Location identification records:
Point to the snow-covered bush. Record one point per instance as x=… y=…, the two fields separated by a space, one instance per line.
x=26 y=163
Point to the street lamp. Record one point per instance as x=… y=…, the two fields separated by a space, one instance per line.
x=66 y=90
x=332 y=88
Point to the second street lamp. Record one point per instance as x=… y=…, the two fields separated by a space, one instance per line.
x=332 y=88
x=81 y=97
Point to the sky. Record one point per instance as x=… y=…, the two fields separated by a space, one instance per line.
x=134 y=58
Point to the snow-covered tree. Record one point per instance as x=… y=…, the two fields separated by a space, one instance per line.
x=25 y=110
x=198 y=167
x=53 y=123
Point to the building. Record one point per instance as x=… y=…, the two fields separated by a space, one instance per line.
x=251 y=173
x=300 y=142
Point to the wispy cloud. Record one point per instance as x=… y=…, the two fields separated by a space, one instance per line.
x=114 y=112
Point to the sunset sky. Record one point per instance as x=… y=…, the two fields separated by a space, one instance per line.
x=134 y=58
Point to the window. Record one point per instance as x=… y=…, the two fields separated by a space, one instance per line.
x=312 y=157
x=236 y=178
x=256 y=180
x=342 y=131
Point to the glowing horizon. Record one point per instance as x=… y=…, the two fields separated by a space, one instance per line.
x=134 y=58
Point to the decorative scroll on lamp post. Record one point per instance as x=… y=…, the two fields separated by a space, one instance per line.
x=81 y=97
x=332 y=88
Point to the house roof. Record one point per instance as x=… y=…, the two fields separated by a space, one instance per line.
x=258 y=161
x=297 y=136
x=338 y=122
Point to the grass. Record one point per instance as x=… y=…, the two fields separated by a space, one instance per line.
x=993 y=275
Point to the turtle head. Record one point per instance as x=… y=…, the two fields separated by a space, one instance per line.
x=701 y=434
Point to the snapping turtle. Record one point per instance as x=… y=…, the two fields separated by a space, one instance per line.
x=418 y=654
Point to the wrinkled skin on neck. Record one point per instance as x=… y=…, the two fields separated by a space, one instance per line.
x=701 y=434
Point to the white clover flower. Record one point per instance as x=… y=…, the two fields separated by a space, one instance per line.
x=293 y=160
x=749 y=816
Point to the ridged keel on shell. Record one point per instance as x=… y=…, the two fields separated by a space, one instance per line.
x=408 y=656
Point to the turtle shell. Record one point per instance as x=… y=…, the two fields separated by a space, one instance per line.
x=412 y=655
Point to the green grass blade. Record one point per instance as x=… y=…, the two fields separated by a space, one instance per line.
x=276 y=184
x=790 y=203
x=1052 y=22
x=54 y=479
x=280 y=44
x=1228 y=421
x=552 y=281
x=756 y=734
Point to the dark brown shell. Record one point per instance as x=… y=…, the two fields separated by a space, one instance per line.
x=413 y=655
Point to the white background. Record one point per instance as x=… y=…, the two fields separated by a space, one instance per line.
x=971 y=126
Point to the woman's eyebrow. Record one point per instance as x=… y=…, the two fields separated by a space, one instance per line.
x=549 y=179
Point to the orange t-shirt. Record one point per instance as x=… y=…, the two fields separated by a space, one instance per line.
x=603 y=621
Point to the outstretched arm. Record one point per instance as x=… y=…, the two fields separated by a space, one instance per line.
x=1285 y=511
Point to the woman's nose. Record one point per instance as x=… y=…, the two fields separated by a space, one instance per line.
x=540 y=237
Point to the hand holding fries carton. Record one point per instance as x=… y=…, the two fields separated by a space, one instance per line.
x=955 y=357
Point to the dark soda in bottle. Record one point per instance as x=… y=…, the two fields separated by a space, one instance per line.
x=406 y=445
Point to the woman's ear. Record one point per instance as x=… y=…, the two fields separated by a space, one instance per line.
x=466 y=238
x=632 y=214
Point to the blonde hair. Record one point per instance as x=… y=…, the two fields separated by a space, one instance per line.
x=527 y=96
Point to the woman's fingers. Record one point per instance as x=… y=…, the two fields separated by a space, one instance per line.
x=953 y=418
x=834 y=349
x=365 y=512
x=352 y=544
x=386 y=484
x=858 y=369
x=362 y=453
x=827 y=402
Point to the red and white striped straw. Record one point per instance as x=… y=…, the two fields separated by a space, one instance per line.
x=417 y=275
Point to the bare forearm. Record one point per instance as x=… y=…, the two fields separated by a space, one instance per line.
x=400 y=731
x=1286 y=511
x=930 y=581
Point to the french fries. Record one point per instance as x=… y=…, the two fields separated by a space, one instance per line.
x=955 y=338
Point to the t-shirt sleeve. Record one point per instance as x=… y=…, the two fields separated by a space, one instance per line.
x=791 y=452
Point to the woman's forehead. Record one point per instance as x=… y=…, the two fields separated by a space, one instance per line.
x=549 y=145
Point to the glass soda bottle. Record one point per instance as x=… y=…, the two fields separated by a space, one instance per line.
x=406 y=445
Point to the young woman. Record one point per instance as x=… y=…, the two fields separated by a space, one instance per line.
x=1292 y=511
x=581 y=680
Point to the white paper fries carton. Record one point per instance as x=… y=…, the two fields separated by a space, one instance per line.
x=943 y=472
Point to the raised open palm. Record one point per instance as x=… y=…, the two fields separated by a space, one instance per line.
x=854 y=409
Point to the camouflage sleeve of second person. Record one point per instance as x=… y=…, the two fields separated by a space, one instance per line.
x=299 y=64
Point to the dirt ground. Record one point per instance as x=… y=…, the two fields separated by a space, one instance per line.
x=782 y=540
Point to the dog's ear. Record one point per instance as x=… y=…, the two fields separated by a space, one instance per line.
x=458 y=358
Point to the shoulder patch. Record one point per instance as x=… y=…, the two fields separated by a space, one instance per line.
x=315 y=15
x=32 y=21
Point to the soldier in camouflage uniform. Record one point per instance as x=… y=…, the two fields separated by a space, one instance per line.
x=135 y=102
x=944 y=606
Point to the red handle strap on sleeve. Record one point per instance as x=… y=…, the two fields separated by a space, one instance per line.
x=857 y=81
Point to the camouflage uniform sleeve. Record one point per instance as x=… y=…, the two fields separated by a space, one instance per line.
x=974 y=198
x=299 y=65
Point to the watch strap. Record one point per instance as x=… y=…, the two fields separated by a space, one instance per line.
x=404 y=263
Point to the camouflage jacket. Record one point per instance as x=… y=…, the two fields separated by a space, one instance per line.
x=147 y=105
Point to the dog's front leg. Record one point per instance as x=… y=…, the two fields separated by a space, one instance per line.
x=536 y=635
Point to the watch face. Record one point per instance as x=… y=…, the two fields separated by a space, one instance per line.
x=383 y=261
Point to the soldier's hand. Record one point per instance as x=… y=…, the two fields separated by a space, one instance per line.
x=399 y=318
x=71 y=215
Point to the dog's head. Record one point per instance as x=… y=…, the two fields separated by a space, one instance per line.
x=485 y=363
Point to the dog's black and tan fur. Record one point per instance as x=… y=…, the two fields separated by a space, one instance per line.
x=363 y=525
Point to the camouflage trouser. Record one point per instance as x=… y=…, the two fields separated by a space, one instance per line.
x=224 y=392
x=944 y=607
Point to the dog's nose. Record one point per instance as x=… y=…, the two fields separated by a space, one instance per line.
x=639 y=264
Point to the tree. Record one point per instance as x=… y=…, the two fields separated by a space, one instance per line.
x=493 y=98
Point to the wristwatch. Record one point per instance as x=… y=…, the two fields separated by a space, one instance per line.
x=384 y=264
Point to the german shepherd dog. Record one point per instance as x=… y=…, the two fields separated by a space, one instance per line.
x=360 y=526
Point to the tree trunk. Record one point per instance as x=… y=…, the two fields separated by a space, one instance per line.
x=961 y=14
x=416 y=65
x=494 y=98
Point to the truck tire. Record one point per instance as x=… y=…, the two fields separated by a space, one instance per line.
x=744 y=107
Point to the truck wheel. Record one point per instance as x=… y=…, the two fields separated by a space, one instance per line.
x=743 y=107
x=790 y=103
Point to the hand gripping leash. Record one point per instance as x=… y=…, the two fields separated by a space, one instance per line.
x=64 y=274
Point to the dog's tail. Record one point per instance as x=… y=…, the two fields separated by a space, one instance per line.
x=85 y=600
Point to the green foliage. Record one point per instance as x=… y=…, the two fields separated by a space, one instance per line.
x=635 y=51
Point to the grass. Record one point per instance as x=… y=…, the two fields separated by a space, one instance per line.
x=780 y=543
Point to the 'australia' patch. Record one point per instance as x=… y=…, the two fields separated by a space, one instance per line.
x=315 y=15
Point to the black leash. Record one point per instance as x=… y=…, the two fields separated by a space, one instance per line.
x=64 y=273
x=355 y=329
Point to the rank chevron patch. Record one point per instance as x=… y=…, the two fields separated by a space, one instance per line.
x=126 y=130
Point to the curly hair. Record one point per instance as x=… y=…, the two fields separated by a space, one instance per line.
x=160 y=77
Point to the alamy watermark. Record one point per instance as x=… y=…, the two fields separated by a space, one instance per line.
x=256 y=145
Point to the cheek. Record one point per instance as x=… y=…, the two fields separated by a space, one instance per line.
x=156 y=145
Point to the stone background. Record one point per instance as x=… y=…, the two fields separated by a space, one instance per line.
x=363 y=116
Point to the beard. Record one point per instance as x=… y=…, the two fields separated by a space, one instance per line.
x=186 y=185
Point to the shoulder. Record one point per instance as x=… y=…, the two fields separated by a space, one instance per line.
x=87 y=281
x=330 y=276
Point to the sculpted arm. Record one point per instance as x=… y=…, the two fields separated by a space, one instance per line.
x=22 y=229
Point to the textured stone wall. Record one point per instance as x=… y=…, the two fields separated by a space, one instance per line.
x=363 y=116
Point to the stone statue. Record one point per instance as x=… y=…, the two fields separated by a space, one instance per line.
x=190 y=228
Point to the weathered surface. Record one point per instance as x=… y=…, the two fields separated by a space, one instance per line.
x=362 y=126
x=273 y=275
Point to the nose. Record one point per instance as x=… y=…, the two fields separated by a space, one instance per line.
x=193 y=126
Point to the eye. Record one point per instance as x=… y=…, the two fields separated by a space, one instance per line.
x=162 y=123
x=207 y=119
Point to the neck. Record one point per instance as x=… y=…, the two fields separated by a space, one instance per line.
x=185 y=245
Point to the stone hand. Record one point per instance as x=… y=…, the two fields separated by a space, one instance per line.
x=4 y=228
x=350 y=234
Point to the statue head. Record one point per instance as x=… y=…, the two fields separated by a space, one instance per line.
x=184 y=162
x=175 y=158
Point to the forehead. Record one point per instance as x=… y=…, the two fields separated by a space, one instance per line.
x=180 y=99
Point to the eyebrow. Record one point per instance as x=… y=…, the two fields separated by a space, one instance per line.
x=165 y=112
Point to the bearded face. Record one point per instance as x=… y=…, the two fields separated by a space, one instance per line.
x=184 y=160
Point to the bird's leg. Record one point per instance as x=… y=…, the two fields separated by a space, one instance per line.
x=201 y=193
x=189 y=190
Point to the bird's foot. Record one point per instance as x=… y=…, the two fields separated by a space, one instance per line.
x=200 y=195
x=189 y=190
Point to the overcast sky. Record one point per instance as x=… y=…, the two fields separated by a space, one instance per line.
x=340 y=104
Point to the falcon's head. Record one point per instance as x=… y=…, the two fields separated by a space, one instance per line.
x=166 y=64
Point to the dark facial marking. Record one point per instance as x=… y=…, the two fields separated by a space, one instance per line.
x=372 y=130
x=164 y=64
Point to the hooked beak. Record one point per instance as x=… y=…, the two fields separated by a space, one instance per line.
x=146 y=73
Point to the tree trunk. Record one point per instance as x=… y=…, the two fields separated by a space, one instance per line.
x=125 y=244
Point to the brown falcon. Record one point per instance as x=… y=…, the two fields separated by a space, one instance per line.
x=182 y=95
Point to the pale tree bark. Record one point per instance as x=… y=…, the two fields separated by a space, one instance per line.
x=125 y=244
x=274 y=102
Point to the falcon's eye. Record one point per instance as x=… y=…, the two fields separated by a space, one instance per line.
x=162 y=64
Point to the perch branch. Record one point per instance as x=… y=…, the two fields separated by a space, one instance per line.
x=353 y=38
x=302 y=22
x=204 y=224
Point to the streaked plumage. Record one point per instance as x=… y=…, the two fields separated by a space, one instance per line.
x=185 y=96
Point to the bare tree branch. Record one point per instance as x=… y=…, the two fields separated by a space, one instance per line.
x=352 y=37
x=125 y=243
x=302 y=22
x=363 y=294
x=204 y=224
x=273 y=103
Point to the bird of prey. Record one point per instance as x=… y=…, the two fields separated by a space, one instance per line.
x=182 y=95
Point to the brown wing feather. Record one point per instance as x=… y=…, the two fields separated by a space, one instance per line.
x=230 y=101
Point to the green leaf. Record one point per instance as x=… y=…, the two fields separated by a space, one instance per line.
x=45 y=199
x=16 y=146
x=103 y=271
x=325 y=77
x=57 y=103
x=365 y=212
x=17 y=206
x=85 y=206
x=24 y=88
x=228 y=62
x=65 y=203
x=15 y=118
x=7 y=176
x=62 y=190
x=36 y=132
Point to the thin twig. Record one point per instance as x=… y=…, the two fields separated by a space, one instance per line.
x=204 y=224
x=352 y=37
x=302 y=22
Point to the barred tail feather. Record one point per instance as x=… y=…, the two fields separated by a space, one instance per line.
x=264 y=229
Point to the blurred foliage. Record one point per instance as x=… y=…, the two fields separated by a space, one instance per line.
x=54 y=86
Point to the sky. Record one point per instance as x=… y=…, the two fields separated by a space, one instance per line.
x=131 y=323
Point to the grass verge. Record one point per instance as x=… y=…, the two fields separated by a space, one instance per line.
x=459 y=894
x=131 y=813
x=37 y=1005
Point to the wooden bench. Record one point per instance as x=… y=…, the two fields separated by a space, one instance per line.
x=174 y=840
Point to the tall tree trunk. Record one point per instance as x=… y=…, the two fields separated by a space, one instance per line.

* **Directions for this task**:
Copy the records above word for word, beginning at the line that contains "Point to the woman's ear." and ending after the line that contains "x=782 y=540", with both of those lines included.

* **Output below**:
Point to the woman's ear. Record one point per instance as x=… y=…, the two fields separated by a space, one instance per line.
x=466 y=238
x=632 y=214
Point to the blonde hair. Record one point per instance as x=… y=…, the two fields separated by a space, one instance per line.
x=527 y=96
Point to the woman's fingers. Record one point per instance as x=… y=…, the two fields separated by a space, one instance per line.
x=953 y=418
x=834 y=349
x=365 y=512
x=352 y=544
x=386 y=484
x=858 y=369
x=362 y=453
x=827 y=402
Point to the red and white striped straw. Record one point per instance as x=… y=…, the two fields separated by a space, one instance per line.
x=417 y=275
Point to the bare forearm. Record one point per instance as x=… y=…, the two fields separated by a space, one instance per line.
x=400 y=731
x=1286 y=511
x=930 y=581
Point to the french fries. Record one point per instance as x=… y=…, the two fields separated by a space, one instance per line.
x=955 y=338
Point to the t-shirt sleeve. Record one point per instance as x=… y=…, the two fields separated by a space, one instance per line.
x=791 y=452
Point to the woman's forehead. Record one point per instance as x=… y=…, the two fields separated by a space, one instance per line.
x=549 y=145
Point to the glass soda bottle. Record one point per instance as x=… y=…, the two fields separated by a space, one instance per line.
x=406 y=445
Point to the young woman. Record one point per instance as x=… y=…, the two fields separated by a space, one instance per line.
x=1292 y=511
x=581 y=680
Point to the white paper fries carton. Record one point per instance as x=… y=…, the two fields separated by a space, one instance per line.
x=943 y=472
Point to the raised open palm. Record one point per instance as x=… y=…, the two fields separated by a space, one instance per line.
x=854 y=409
Point to the camouflage sleeve of second person. Record one point per instance as x=… y=…, the two fields separated by a space, one instance per line.
x=299 y=64
Point to the dirt ground. Record one point per instance as x=… y=…, the two fields separated by a space, one instance per line.
x=782 y=540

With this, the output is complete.